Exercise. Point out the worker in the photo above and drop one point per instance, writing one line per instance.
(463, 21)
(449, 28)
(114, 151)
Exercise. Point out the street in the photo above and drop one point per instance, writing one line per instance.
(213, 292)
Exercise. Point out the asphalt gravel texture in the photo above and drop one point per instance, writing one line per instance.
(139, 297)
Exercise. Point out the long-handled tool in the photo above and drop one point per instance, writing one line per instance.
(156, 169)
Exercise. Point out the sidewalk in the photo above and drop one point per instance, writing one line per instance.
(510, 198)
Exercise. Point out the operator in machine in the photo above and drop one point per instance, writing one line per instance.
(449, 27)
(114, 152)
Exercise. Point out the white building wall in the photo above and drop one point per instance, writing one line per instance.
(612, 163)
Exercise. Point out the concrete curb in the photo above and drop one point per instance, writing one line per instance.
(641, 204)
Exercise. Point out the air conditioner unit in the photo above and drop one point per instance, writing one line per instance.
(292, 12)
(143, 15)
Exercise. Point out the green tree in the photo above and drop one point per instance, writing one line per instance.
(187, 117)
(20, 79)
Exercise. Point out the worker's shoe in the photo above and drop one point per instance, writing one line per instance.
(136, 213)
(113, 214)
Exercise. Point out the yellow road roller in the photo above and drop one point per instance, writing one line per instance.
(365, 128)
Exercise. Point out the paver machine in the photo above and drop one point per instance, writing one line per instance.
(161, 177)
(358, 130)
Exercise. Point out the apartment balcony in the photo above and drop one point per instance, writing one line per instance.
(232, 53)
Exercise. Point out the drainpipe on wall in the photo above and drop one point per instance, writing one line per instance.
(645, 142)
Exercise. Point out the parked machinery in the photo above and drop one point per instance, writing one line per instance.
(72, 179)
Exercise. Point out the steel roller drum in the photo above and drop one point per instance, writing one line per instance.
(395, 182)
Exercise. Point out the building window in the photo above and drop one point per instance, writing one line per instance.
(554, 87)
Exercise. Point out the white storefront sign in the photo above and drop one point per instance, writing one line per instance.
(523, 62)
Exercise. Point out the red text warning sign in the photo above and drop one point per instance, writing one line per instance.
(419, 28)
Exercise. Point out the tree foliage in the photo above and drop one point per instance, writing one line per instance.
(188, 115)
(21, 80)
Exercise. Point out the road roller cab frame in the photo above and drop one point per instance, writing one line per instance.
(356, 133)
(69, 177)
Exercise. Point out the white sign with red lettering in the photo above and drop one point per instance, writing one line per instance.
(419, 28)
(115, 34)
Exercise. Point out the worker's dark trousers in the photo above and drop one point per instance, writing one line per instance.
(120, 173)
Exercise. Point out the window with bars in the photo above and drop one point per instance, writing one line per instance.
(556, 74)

TASK: Go through all the records and switch every "road roller" to "compactor". Reproduce all of the lines with no other change.

ANSWER TO THIS TASK:
Exercise. Point out the worker in the photo above and drop one point per instance, writing one line per instance.
(463, 21)
(449, 28)
(114, 151)
Exercise. Point out the street in the photo above and drop one point per instance, writing one line per instance.
(213, 292)
Exercise. Point out the asphalt gravel texture in the photo above and drop one point per instance, writing one line per instance.
(139, 297)
Exercise. Point out the long-handled tool in the photo above and drop one point per instance, writing one line per instance.
(156, 169)
Exercise. Point out the sidewalk in the photo above and drop one point per instance, writing one line per instance.
(510, 198)
Exercise. Point out the operator in machine in the photo above and drop one point per instance, writing one line per instance.
(449, 27)
(114, 152)
Exercise. Point out the white building wall in the photo above and drop one point per instance, writing one line per instance.
(612, 163)
Exercise. Point out the concrete curb in the photo above and drop one point per instance, writing one line per instance.
(641, 204)
Exercise. Point out the air conditioner unit in the photo above and drop one point per instance, writing one line per instance.
(292, 12)
(143, 15)
Exercise. Point out the green tree in the photo above and drop one point per instance, writing one line per instance.
(187, 117)
(20, 79)
Exercise. Point out the worker's shoe in the photo above and drop one point per instance, writing one line per instance.
(136, 213)
(113, 214)
Exercise. Point out the yellow compactor in the photo above and drop one point per instance, writing one line per instance.
(365, 128)
Exercise. Point out the paver machine in the photo above and drop one point per instance, writing one line per instance.
(161, 177)
(358, 130)
Exercise. Point out the apartment balcony in the photo above and drop one point per instance, writing one line per instance.
(232, 53)
Exercise. Point out the drainpipe on wall in the photo above and drop one point per instance, writing one line per instance.
(645, 142)
Exercise. Point out the parked machinery in the photo above and drop one point per instance, writing one line per instance.
(72, 179)
Exercise. Point out the steel roller drum in the photo above and drop one point per instance, writing one line per instance.
(395, 182)
Exercise. Point out the building window in the photo above and drop one point per instance, writing one line per instance.
(554, 87)
Exercise. Point out the white storefront sign in the photo above and drop one point per instance, writing one line per instance.
(523, 62)
Exercise. Point out the red text warning sign in the photo above and drop one point per instance, writing one line per instance.
(419, 28)
Exercise. Point out the tree foliage in the photo above and drop one point per instance, writing one line per instance.
(188, 115)
(21, 80)
Exercise. Point out the compactor cab frame in the photo above and drop one point per instance, writing one line per instance.
(356, 133)
(69, 177)
Exercise. Point out the white sign with red lettering in the photo above and drop one point per instance, writing one line per instance.
(419, 28)
(115, 34)
Exercise. Point out the worker's dark trousers in the photo above and drop one point per instance, writing one line per instance.
(120, 173)
Exercise. Point out the window with bars in the photo above and drop one point per instance, writing one line per instance.
(556, 74)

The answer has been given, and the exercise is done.